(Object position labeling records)
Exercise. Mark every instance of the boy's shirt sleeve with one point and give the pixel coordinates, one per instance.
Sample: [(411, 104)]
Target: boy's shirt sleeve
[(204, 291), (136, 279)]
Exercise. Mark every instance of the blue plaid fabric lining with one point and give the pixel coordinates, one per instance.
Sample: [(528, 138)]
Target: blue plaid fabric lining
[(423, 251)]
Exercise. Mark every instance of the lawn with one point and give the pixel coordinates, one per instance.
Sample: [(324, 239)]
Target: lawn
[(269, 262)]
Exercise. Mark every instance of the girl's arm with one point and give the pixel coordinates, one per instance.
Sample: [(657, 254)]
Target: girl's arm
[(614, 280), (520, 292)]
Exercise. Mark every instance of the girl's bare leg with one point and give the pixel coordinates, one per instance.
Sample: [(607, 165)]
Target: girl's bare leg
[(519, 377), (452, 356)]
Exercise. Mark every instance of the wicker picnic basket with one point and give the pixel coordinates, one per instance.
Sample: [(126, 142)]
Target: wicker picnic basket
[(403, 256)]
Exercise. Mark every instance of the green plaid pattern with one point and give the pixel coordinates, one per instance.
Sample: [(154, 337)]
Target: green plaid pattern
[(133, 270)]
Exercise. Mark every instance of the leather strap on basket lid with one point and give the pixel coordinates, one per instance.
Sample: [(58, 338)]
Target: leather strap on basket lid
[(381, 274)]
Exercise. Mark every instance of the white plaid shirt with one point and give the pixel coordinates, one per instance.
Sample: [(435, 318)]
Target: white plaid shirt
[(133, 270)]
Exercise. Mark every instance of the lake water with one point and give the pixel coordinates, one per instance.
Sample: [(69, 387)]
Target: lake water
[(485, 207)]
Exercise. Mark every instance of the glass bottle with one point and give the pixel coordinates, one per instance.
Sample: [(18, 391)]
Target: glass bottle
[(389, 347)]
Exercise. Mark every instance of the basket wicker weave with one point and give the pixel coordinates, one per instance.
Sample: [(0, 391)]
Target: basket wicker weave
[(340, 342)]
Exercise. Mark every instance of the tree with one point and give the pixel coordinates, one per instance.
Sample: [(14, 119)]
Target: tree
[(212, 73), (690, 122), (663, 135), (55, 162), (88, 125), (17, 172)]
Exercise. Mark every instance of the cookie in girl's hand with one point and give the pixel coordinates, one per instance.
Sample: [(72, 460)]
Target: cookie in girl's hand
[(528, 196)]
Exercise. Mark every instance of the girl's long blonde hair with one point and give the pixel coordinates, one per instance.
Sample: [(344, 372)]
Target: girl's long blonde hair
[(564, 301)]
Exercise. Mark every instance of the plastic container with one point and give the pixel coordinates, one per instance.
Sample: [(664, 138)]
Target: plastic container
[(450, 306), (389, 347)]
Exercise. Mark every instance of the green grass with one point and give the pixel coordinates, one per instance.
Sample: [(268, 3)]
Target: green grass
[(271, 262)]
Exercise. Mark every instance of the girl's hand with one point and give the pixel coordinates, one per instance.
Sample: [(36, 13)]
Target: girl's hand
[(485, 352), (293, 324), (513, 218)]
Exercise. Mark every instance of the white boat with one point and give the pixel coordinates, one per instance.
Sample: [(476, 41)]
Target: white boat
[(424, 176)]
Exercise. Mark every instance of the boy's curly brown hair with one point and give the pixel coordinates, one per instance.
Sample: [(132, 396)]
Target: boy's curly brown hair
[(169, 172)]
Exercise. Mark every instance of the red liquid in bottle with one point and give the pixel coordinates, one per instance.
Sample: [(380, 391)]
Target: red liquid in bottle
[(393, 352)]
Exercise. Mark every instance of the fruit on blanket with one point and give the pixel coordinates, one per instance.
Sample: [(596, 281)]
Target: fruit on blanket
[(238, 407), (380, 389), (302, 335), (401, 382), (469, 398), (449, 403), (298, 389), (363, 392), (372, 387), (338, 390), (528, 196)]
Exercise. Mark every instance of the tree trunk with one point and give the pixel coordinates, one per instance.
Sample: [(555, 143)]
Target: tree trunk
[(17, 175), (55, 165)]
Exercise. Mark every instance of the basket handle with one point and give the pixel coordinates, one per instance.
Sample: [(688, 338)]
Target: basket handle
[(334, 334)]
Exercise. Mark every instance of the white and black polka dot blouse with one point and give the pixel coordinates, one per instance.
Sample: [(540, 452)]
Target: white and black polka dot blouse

=== WHAT IS REQUIRED ===
Arrange the records above as a Markdown table with the columns Row and Line, numbering each line of the records and leaving out blank lines.

=== OUTPUT FOR THIS TASK ===
| Row | Line |
|---|---|
| 1 | Exercise. Mark every instance of the boy's shirt sleeve with one point and give the pixel coordinates, one per instance. |
| 2 | Sample: [(411, 104)] |
| 3 | Target: boy's shirt sleeve |
| 4 | [(204, 291), (136, 279)] |
| 5 | Exercise. Mark every instance of the blue plaid fabric lining with one point and give the pixel coordinates, one per instance. |
| 6 | Sample: [(528, 138)] |
| 7 | Target: blue plaid fabric lining |
| 8 | [(423, 251)] |
| 9 | Exercise. Mark every instance of the lawn with one point and give the pixel coordinates, one per instance. |
| 10 | Sample: [(324, 239)] |
| 11 | Target: lawn |
| 12 | [(269, 262)] |
| 13 | Exercise. Mark every instance of the girl's arm with one point and give the pixel coordinates, one per instance. |
| 14 | Sample: [(657, 254)] |
| 15 | Target: girl's arm |
| 16 | [(614, 280), (520, 292)] |
| 17 | Exercise. Mark every instance of the girl's bare leg with one point and give the pixel coordinates, one per instance. |
| 18 | Sample: [(607, 165)] |
| 19 | Target: girl's bare leg |
| 20 | [(519, 377), (452, 356)] |
| 21 | Exercise. Mark every instance of the wicker picnic basket with one point and give the pixel coordinates, one per instance. |
| 22 | Sample: [(126, 142)] |
| 23 | Target: wicker picnic basket |
| 24 | [(403, 256)] |
| 25 | Exercise. Mark every instance of the green plaid pattern with one point and give the pixel coordinates, one per instance. |
| 26 | Sample: [(154, 337)] |
| 27 | Target: green plaid pattern |
| 28 | [(133, 270)] |
| 29 | Exercise. Mark every instance of the leather strap on basket lid with one point and give the pixel coordinates, one per instance. |
| 30 | Sample: [(58, 338)] |
| 31 | Target: leather strap on basket lid |
| 32 | [(381, 274)] |
| 33 | Exercise. Mark every instance of the white plaid shirt with one point and give the pixel coordinates, one per instance. |
| 34 | Sample: [(435, 318)] |
| 35 | Target: white plaid shirt |
| 36 | [(133, 270)] |
| 37 | Exercise. Mark every instance of the lake water with one point and give the pixel coordinates, one per instance. |
| 38 | Sample: [(69, 387)] |
| 39 | Target: lake water |
| 40 | [(485, 207)] |
| 41 | Exercise. Mark every instance of the glass bottle with one point and give the pixel coordinates, one per instance. |
| 42 | Sample: [(18, 391)] |
| 43 | Target: glass bottle |
| 44 | [(389, 347)] |
| 45 | Exercise. Mark every instance of the basket wicker weave with one point and give the pixel coordinates, one per instance. |
| 46 | Sample: [(0, 391)] |
| 47 | Target: basket wicker weave |
| 48 | [(340, 342)] |
| 49 | Exercise. Mark every instance of the tree with one point and give the pixel coordinates, one per instance. |
| 50 | Sample: [(14, 119)] |
| 51 | Target: tree |
| 52 | [(212, 73), (690, 122), (663, 135), (55, 162), (88, 125), (17, 172)] |
| 53 | Exercise. Mark every instance of the cookie in girl's hand with one point and give the pixel coordinates, one per instance. |
| 54 | Sample: [(72, 460)] |
| 55 | Target: cookie in girl's hand |
| 56 | [(528, 196)] |
| 57 | Exercise. Mark every instance of the girl's long blonde hair with one point and give the pixel coordinates, one per instance. |
| 58 | Sample: [(344, 372)] |
| 59 | Target: girl's long blonde hair |
| 60 | [(564, 301)] |
| 61 | Exercise. Mark every instance of the plastic container with one point and give the pixel coordinates, one per instance. |
| 62 | Sample: [(664, 138)] |
| 63 | Target: plastic container |
| 64 | [(450, 306), (389, 347)] |
| 65 | Exercise. Mark every instance of the green grass with one point and give the pixel coordinates, one per instance. |
| 66 | Sample: [(268, 3)] |
| 67 | Target: green grass |
| 68 | [(271, 262)] |
| 69 | Exercise. Mark every instance of the girl's hand with one point and give the pixel coordinates, one per instance. |
| 70 | Sample: [(36, 13)] |
| 71 | Target: girl's hand |
| 72 | [(485, 352), (293, 324), (513, 218)] |
| 73 | Exercise. Mark every instance of the white boat with one point and give the pixel coordinates, one per instance. |
| 74 | Sample: [(476, 41)] |
| 75 | Target: white boat |
| 76 | [(424, 176)] |
| 77 | Exercise. Mark every instance of the boy's curly brown hair with one point and give the pixel coordinates, one per instance. |
| 78 | Sample: [(132, 396)] |
| 79 | Target: boy's curly brown hair |
| 80 | [(169, 172)] |
| 81 | Exercise. Mark every instance of the red liquid in bottle with one point and give the pixel coordinates, one per instance. |
| 82 | Sample: [(380, 391)] |
| 83 | Target: red liquid in bottle |
| 84 | [(393, 352)] |
| 85 | Exercise. Mark every instance of the fruit on blanket with one point and give the pixel coordinates, one per instance. |
| 86 | Sample: [(596, 281)] |
| 87 | Target: fruit on blanket |
| 88 | [(238, 407), (380, 389), (302, 335), (401, 382), (469, 398), (449, 403), (298, 389), (363, 392), (372, 387), (338, 390), (528, 196)] |
| 89 | Exercise. Mark every instance of the tree trunk with one point and give the pixel coordinates, one per instance. |
| 90 | Sample: [(555, 143)] |
| 91 | Target: tree trunk |
| 92 | [(17, 175), (55, 165)] |
| 93 | Exercise. Mark every instance of the basket handle with one point and give the pixel coordinates, one per instance. |
| 94 | Sample: [(688, 338)] |
| 95 | Target: basket handle |
| 96 | [(334, 334)] |
| 97 | Exercise. Mark every instance of the white and black polka dot blouse with one point and give the pixel coordinates, one per instance. |
| 98 | Sample: [(540, 452)] |
| 99 | Target: white and black polka dot blouse |